Kaynak Metin =
6- Çok gruplu yapmak yerine daha az gruplu ve sahne sürelerinin uzun olduğu şekilde yapmayı düşünüyor musunuz?

  İstanbul’daki son festival öyle olmuştu. Sonrası için öyle yapabiliriz ya da eğer olabilirse iki güne çıkartabiliriz ki bunu yapabilirsek çok güzel olur ama aynı mekanı iki gün kiralamak çok pahalı dolayısıyla az zamanda çok iş yapmaya çalışıyoruz galiba bu konuda başarılı olabildik senelerdir 5-6 saate bir sürü grup çıkartmak herkesin harcı değil.

7- Gitar öğreten birisi olarak sence gitar çalışmaları nasıl olmalı?

Veri Listesi =
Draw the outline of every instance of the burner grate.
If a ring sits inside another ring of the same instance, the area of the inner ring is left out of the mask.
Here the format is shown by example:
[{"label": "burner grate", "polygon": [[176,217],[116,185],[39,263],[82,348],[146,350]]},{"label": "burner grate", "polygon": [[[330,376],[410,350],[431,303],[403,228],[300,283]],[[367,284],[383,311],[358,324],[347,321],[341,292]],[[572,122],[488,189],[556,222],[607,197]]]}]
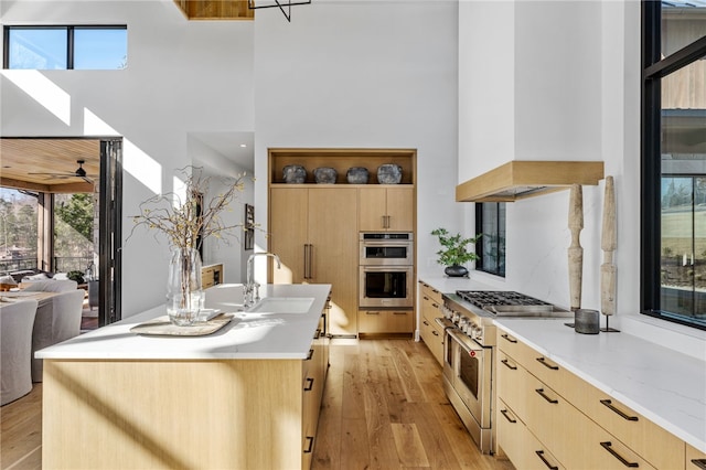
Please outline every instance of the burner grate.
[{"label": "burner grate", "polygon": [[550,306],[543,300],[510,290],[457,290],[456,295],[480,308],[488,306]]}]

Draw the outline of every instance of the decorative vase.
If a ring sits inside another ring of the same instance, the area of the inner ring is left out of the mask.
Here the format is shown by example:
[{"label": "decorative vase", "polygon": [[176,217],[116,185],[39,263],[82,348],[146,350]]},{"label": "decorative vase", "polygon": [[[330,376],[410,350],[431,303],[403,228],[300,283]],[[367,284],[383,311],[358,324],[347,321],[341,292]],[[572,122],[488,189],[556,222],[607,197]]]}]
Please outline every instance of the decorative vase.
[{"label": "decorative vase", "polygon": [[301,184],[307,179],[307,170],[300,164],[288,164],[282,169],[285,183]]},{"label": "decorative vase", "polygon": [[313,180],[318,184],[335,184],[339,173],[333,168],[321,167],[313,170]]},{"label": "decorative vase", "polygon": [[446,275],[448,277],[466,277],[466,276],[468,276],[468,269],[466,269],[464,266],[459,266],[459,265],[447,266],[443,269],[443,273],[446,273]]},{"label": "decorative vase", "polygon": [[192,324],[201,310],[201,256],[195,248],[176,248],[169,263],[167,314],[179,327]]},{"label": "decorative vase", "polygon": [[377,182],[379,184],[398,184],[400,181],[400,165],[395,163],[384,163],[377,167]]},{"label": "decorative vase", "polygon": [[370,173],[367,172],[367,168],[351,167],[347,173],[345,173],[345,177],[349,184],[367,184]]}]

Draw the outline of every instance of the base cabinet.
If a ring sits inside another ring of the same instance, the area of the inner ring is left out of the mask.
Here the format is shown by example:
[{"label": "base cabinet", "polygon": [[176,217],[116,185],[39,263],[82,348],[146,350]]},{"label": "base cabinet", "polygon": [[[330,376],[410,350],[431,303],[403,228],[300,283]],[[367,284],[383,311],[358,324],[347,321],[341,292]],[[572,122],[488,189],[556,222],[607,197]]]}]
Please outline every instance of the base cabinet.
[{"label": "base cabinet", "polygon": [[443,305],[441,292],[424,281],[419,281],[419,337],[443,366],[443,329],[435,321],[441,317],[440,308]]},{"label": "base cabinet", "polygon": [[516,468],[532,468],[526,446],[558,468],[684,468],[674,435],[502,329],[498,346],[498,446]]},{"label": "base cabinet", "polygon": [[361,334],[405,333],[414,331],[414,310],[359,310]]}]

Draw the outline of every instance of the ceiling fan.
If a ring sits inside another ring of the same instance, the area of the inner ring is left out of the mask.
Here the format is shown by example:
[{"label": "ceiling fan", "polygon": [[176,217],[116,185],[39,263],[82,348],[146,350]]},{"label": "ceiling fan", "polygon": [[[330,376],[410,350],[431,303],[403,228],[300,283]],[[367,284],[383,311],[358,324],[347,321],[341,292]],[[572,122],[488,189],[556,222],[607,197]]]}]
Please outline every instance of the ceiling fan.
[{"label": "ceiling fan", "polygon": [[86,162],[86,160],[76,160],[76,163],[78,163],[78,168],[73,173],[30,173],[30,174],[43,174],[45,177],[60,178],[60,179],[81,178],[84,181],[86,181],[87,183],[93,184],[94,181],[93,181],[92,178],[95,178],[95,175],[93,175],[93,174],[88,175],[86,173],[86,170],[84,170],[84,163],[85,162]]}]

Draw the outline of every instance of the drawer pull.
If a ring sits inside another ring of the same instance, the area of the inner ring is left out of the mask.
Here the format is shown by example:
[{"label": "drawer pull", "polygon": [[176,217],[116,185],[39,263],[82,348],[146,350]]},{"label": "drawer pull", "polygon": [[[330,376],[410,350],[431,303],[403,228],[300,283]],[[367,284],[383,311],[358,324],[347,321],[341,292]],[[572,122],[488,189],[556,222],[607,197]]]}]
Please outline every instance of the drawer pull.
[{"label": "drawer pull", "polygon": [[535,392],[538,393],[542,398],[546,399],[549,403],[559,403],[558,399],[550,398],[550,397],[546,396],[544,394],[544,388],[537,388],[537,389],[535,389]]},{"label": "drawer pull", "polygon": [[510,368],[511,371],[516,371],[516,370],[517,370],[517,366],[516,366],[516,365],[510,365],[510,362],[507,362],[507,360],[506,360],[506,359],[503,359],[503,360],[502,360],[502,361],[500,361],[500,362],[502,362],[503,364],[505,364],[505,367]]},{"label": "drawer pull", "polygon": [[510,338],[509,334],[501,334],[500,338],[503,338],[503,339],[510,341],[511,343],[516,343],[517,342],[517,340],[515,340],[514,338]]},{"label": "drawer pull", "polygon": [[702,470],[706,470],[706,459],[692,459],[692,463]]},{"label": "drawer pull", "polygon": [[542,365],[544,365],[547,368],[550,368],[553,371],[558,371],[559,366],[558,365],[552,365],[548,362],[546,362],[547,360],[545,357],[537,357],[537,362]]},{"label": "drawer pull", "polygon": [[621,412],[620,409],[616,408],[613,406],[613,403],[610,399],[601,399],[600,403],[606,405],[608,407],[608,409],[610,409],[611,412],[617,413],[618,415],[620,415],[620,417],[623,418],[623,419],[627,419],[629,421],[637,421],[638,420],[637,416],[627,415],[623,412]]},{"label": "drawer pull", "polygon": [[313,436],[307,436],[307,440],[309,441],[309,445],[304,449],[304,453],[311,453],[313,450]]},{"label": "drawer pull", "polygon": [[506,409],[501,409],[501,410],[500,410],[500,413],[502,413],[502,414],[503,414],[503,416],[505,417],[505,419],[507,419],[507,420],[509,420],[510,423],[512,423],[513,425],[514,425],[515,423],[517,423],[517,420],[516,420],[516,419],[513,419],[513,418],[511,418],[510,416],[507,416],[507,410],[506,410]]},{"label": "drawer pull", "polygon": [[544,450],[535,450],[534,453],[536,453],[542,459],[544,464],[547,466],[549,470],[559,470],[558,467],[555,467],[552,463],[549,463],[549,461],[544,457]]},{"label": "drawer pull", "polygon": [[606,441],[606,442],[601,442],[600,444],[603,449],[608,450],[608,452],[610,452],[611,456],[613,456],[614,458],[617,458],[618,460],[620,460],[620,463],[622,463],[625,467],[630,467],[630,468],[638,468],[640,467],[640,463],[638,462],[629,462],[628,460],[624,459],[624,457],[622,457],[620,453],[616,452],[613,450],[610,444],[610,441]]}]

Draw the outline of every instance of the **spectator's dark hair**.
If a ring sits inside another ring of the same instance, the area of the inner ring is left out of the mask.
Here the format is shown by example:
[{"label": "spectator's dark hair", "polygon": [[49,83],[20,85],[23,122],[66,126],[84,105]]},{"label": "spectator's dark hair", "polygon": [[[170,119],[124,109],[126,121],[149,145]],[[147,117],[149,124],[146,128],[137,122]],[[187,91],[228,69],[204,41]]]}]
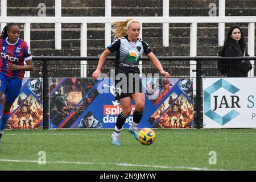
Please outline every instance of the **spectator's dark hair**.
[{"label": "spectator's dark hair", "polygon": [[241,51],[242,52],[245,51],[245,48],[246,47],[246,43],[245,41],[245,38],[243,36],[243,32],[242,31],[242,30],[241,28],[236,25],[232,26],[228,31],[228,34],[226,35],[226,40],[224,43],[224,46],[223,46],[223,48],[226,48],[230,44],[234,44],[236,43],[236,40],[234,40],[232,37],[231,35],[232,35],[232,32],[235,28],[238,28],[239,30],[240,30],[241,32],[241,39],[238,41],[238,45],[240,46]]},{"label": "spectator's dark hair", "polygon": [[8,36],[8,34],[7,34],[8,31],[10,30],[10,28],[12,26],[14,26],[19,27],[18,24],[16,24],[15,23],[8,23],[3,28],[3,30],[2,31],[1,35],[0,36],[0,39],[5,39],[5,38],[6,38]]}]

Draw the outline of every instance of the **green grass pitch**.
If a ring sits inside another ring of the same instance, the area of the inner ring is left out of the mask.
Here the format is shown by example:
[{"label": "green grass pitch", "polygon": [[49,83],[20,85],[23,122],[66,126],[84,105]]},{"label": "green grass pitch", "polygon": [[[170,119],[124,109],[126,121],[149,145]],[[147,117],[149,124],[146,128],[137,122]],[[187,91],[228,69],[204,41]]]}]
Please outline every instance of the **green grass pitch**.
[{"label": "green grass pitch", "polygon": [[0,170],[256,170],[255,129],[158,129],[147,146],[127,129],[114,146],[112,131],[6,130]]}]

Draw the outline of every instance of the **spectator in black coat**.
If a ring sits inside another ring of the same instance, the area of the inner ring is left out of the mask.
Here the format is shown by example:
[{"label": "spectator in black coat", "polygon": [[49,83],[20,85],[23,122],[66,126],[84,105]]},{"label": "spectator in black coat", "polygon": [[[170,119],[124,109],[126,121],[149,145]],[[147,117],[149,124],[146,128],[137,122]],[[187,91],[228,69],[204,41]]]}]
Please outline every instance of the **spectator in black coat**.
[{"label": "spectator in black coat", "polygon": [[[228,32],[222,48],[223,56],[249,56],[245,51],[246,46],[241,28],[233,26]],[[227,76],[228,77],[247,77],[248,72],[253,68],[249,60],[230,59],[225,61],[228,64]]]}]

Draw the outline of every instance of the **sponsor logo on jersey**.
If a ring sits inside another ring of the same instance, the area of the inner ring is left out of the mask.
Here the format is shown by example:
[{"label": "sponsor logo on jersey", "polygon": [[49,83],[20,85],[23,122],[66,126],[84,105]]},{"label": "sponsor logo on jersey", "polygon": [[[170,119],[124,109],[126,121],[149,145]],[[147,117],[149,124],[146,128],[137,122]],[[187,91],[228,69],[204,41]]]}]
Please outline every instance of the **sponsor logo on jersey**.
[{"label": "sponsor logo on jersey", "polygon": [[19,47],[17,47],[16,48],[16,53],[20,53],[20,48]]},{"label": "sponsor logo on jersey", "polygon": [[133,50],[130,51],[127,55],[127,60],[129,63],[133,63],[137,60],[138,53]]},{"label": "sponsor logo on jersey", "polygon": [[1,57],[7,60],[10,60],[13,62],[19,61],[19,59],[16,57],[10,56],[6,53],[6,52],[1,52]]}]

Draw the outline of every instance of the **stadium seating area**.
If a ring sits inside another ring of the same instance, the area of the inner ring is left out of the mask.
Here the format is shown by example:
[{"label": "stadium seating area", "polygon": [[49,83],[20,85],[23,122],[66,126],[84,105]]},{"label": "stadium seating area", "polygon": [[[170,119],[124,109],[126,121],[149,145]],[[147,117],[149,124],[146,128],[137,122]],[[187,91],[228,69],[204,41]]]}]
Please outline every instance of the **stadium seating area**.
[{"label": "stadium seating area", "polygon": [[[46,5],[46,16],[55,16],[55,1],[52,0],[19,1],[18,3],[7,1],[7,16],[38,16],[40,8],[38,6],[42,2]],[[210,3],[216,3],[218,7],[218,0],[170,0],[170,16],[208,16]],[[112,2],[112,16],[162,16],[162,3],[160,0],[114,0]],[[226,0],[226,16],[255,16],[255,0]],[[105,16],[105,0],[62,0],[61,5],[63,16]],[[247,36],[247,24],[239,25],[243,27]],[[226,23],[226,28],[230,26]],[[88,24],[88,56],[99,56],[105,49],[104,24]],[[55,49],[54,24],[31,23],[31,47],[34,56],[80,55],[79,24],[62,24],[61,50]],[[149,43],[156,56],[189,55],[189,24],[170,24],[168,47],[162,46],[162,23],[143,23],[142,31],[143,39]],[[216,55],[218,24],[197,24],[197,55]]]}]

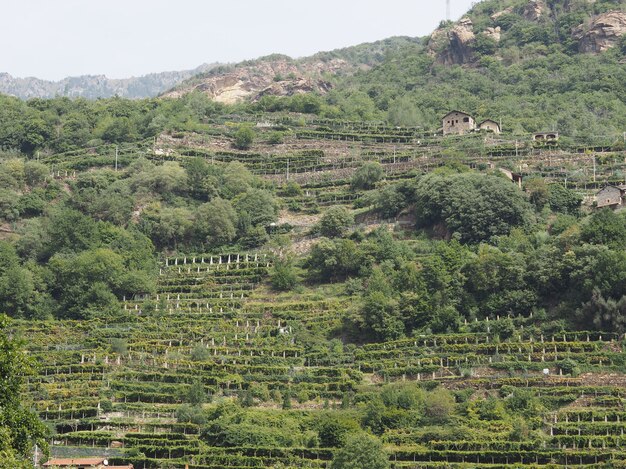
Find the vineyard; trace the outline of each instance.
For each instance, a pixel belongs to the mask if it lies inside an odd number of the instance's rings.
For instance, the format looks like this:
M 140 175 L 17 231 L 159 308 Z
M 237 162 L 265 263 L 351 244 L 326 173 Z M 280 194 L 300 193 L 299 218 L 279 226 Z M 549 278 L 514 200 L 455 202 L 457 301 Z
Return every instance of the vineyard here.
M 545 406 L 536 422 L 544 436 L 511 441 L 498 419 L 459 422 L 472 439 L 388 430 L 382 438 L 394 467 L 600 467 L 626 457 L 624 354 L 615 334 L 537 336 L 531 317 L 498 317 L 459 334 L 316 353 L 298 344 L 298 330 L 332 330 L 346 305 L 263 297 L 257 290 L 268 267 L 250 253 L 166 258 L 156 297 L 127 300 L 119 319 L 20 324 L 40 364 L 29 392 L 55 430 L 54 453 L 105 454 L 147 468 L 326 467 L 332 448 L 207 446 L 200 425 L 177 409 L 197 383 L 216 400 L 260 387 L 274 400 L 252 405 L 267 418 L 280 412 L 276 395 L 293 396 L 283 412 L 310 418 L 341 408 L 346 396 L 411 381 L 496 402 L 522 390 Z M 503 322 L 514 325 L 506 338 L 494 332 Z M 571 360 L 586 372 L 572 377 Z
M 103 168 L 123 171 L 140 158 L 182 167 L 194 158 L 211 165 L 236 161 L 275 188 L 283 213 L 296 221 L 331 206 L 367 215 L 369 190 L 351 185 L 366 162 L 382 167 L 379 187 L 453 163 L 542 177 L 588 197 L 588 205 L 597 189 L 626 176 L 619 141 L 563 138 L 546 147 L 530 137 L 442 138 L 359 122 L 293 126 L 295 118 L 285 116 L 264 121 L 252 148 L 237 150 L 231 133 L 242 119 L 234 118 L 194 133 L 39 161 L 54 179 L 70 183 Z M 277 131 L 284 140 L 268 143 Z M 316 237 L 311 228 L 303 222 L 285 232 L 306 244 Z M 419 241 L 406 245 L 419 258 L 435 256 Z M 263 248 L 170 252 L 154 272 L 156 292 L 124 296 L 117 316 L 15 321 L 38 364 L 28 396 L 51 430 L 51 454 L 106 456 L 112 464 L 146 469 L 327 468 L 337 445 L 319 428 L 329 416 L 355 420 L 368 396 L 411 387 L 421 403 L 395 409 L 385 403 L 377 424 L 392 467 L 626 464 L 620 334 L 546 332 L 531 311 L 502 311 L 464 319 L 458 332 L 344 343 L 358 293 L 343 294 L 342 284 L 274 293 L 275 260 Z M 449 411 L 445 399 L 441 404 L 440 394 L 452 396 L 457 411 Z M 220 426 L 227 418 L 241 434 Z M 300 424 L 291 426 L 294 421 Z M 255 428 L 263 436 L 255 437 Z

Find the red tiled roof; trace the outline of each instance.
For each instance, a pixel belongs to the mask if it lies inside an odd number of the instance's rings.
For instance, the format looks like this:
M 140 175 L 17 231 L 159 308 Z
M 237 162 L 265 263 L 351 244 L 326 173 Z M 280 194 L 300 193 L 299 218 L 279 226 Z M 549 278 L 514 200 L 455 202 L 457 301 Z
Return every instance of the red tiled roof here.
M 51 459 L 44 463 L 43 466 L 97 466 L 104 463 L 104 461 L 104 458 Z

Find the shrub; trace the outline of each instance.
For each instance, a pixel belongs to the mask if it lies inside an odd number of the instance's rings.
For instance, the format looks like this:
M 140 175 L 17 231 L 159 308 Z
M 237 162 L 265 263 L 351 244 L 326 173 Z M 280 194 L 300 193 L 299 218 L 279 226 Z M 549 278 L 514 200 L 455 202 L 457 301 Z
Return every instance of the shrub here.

Görevin Kapsamı =
Aşağıdaki ifadelerin festival söyleşisini içeren kaynak metinle örtüşüp örtüşmediğini belirtiniz. Her ifade için evet ya da hayır yazınız ve kararı belirleyen sözcükleri metinden olduğu gibi alıntılayınız.
1. İstanbul'daki son festival daha az gruplu ve uzun sahne süreli biçimde düzenlenmiştir.
2. Aynı mekânı iki gün kiralamanın ucuz olduğu ifade edilmektedir.
3. Festivalin iki güne çıkarılabilmesinin güzel olacağı dile getirilmektedir.

Tam Yanıt =
1. Evet: "İstanbul’daki son festival öyle olmuştu."
2. Hayır: "aynı mekanı iki gün kiralamak çok pahalı"
3. Evet: "bunu yapabilirsek çok güzel olur"